__Challenge 1__
Reproduce the passage of the commit note starting at "In such a case, this" and ending at "if (edit_message)".
__Challenge 2__
According to the commit note, which option did --amend ignore while reusing the message from the commit being amended?

__Excerpt__
After tentatively applying a patch from a contributor, you can get a
replacement patch with corrected code and unusable commit log message.
In such a case, this sequence ought to give you an editor based on the
message in the earlier commit, to let you describe an incremental
improvement:
git reset --hard HEAD^ ;# discard the earlier one
git am <corrected-patch
git commit --amend -c HEAD@{1}
Unfortunately, --amend insisted reusing the message from the commit
being amended, ignoring the -c option. This corrects it.
Signed-off-by: Junio C Hamano <gitster@pobox.com>
die("Option -m cannot be combined with -c/-C/-F.");
if (edit_message)
use_message = edit_message;
- if (amend)
+ if (amend && !use_message)

__Dataset rows__
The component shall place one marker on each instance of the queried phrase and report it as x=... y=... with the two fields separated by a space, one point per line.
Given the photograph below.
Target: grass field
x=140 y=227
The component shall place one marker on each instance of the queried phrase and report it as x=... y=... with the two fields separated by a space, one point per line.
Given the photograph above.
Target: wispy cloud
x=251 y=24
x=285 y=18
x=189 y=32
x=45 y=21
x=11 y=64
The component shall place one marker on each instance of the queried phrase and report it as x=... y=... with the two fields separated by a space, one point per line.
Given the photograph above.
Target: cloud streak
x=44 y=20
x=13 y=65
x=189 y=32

__Task response 1__
In such a case, this sequence ought to give you an editor based on the
message in the earlier commit, to let you describe an incremental
improvement:
git reset --hard HEAD^ ;# discard the earlier one
git am <corrected-patch
git commit --amend -c HEAD@{1}
Unfortunately, --amend insisted reusing the message from the commit
being amended, ignoring the -c option. This corrects it.
Signed-off-by: Junio C Hamano <gitster@pobox.com>
die("Option -m cannot be combined with -c/-C/-F.");
if (edit_message)

__Task response 2__
The -c option.